| TASK DETAILS |
Rescale the records starting at the line containing "TASK = point to the large" and ending at the last line of the records, writing every line out again. Multiply each answer coordinate by 1.1 and round to a whole number, with halves rounded up. Leave all other numbers, including the sample points, unchanged.

| Pointing entries for named objects |
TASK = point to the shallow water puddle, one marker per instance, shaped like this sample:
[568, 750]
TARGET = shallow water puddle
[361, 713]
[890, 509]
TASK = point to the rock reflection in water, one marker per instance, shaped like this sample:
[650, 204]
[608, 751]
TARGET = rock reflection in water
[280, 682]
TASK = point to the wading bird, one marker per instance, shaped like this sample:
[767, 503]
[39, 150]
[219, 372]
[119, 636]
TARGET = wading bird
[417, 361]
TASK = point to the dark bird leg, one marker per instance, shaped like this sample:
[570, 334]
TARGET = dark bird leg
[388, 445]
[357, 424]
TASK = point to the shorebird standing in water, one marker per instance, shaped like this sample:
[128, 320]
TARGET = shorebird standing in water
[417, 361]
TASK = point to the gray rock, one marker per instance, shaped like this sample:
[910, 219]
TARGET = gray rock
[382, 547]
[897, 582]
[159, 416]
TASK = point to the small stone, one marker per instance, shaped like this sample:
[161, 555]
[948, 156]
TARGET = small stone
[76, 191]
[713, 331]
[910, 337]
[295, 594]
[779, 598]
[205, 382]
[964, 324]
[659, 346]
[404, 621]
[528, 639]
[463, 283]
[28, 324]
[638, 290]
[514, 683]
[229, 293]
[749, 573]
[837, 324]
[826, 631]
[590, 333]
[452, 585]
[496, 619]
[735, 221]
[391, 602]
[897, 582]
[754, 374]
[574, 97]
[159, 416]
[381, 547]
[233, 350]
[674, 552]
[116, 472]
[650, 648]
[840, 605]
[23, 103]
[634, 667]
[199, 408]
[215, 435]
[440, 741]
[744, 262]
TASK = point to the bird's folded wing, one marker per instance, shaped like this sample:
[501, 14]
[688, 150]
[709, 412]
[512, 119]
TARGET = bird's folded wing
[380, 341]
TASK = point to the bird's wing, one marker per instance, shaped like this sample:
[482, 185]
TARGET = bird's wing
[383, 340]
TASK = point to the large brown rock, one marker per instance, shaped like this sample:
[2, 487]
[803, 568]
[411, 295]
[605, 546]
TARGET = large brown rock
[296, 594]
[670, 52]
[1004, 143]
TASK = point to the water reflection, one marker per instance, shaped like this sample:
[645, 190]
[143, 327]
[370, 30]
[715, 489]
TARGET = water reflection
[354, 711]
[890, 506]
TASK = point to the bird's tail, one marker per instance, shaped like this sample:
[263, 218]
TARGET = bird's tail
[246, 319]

| RESULT OF THIS EXERCISE |
TASK = point to the large brown rock, one marker per instance, shaped like this sample:
[2, 487]
[803, 568]
[411, 295]
[605, 546]
TARGET = large brown rock
[326, 653]
[737, 57]
[1104, 157]
TASK = point to the water reflection, one marker per instance, shaped like this sample:
[645, 190]
[143, 327]
[370, 30]
[715, 489]
TARGET = water reflection
[389, 782]
[979, 557]
TASK = point to the bird's tail, one marker per instance, shaped like this sample:
[263, 218]
TARGET = bird's tail
[271, 351]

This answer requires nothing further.